↓

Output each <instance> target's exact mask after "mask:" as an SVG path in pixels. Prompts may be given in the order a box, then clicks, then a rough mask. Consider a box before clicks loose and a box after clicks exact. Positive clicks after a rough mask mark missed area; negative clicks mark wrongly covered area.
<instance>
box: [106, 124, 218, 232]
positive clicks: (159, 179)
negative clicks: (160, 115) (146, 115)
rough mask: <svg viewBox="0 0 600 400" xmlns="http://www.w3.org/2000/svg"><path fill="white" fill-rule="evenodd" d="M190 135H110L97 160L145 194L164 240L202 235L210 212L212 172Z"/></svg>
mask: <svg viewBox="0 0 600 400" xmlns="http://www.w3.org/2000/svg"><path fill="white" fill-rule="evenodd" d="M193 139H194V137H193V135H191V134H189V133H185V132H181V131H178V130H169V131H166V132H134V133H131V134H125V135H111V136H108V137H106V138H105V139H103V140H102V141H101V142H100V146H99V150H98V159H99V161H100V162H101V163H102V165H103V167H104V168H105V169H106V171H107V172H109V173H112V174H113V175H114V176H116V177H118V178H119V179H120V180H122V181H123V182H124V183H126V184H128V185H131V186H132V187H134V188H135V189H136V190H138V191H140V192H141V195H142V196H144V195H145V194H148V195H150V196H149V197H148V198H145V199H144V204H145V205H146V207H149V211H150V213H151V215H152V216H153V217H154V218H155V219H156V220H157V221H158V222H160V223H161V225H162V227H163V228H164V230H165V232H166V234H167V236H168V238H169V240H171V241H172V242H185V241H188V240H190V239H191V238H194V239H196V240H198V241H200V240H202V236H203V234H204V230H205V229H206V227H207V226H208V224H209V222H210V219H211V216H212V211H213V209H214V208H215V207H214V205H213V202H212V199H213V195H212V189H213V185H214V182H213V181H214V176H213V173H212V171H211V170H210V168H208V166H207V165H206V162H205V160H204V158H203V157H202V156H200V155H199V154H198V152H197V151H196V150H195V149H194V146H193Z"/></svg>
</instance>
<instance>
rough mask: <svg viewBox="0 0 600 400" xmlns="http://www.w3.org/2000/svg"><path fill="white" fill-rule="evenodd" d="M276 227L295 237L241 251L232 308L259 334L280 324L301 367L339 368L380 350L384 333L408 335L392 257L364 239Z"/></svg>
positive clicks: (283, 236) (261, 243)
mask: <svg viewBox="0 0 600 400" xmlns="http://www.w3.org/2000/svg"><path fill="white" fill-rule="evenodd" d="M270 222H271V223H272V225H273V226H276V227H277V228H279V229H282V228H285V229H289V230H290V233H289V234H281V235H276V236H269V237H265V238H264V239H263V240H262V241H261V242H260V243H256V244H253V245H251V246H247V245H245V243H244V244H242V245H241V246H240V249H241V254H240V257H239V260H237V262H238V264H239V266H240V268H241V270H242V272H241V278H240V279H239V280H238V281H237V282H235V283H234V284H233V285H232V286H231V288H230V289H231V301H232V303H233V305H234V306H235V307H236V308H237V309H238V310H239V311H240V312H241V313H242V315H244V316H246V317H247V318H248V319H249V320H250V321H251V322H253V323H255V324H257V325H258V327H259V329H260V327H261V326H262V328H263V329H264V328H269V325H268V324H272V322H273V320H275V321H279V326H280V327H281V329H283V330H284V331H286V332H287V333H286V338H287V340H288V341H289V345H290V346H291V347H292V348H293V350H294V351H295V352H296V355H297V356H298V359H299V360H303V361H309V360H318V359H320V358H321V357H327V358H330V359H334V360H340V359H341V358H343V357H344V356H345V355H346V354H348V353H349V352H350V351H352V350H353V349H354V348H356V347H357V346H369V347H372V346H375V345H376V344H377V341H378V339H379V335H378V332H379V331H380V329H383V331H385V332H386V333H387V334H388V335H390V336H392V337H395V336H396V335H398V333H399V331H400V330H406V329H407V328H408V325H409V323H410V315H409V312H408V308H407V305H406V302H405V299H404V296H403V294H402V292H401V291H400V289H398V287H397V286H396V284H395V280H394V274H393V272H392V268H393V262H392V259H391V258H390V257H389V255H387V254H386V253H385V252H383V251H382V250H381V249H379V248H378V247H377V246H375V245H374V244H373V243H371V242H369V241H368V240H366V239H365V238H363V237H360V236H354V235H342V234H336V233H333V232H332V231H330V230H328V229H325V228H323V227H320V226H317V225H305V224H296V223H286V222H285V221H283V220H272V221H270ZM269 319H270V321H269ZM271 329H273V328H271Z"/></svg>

↑
↓

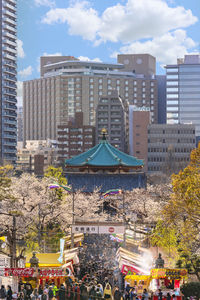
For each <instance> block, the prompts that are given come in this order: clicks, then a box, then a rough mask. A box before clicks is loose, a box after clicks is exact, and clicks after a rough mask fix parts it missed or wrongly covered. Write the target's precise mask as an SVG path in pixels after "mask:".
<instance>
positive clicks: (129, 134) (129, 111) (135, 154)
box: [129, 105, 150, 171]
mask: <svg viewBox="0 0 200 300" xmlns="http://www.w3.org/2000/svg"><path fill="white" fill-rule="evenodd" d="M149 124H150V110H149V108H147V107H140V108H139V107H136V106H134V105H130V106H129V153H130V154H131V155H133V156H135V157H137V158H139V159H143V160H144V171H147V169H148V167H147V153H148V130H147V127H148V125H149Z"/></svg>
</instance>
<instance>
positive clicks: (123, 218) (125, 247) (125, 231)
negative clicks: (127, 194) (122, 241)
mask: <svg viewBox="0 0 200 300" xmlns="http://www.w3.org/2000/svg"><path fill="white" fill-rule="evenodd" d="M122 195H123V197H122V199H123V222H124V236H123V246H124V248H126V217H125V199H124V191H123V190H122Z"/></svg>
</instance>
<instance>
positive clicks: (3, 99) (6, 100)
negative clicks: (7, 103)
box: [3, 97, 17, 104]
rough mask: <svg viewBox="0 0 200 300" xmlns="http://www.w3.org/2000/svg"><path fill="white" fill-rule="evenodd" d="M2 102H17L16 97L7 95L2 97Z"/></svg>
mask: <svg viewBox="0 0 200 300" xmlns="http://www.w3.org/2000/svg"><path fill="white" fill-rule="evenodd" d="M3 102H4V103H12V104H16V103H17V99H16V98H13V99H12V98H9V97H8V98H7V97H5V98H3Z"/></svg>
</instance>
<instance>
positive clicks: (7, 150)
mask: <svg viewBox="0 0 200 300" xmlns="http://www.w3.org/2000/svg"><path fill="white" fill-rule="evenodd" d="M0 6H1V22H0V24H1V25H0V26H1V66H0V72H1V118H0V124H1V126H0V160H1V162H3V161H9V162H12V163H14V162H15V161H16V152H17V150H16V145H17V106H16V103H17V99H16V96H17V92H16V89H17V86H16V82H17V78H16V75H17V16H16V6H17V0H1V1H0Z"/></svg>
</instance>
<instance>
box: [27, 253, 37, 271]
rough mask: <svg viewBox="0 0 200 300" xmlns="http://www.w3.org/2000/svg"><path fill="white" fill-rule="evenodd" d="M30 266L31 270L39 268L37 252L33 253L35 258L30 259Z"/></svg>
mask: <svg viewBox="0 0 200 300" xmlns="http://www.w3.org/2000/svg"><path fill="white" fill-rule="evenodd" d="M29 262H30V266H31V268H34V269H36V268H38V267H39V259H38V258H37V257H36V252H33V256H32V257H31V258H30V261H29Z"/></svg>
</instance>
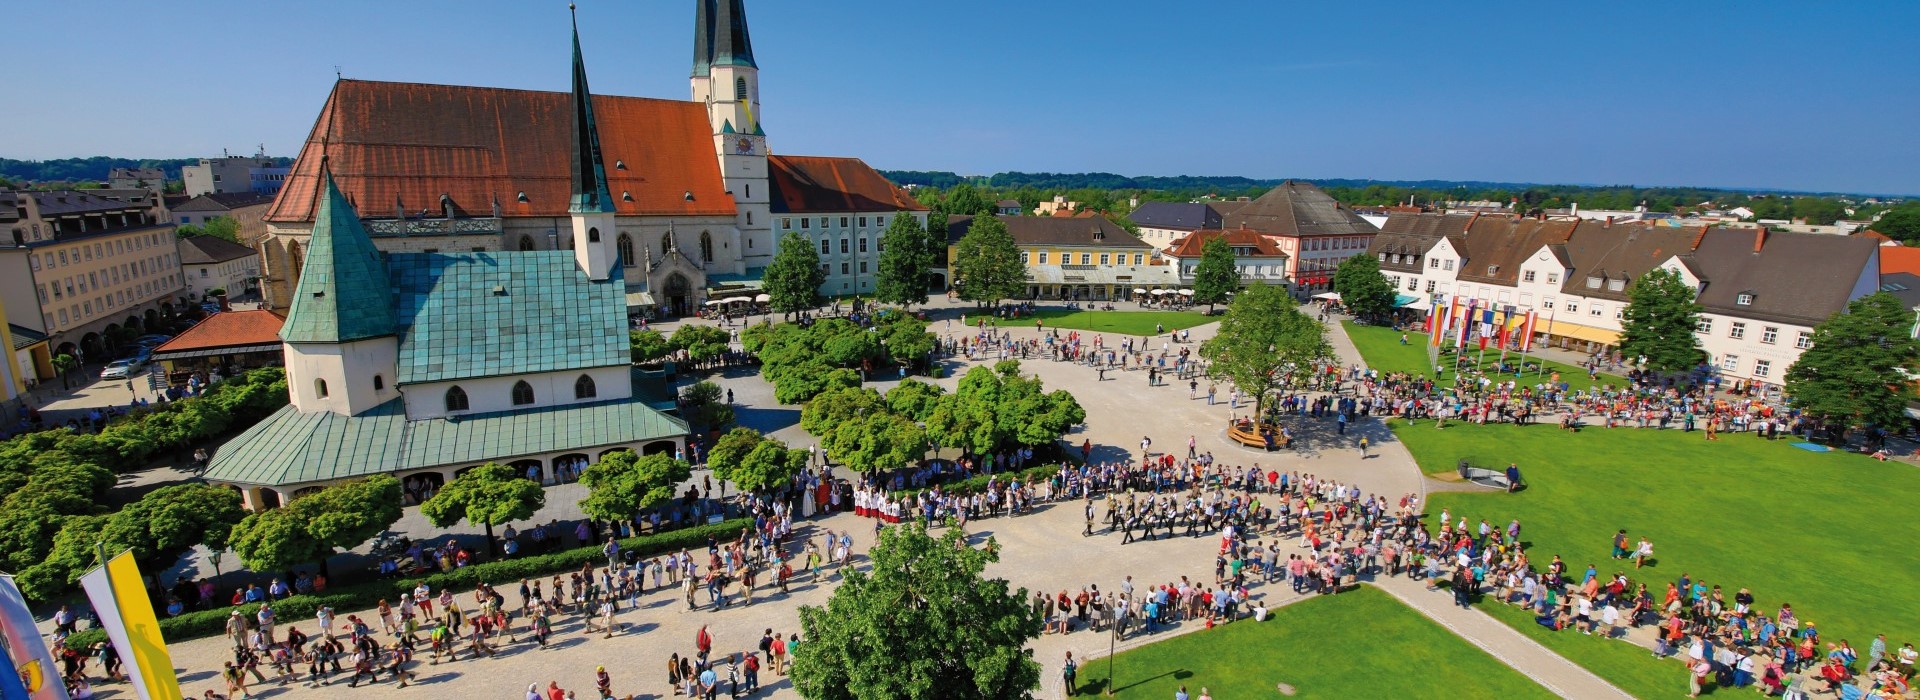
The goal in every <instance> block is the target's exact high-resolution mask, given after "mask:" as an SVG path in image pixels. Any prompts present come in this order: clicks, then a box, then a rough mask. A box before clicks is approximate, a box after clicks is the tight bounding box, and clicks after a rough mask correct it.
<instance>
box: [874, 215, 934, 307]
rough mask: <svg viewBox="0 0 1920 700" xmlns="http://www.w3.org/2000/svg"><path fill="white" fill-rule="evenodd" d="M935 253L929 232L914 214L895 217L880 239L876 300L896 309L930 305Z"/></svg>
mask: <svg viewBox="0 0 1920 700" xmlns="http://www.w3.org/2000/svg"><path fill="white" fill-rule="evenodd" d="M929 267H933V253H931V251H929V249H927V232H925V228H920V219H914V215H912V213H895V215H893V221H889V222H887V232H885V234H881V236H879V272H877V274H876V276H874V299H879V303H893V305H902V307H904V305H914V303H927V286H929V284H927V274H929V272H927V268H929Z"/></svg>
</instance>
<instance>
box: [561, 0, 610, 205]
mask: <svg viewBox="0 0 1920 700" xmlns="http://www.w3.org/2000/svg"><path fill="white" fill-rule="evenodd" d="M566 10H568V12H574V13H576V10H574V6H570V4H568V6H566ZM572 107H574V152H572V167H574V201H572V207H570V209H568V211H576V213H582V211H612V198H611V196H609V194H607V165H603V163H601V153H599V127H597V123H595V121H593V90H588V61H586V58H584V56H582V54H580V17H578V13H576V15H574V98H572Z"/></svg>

↑

__Task requirements__
Can you put the lines of the material above into a numbered list, starting with the line that contains "Output each <instance>" and going on through the line that contains "135H110L97 160L145 194L164", with blank lines left out?

__Answer to this task__
1. Output each <instance> target's exact mask after "mask:" as an SVG path in pixels. Prompts may be given in the order a box, then clicks, then a rough mask. Consider a box before clicks loose and a box after clicks exact. Positive clicks after a rough mask mark missed area; negative clicks mark wrongly covered area.
2. <instance>
3. box: [106, 124, 218, 232]
4. positive clicks: (159, 179)
5. negative clicks: (160, 115) (146, 115)
6. rough mask: <svg viewBox="0 0 600 400" xmlns="http://www.w3.org/2000/svg"><path fill="white" fill-rule="evenodd" d="M190 135H110L97 160L145 194L164 240L202 235L210 212L212 172Z"/></svg>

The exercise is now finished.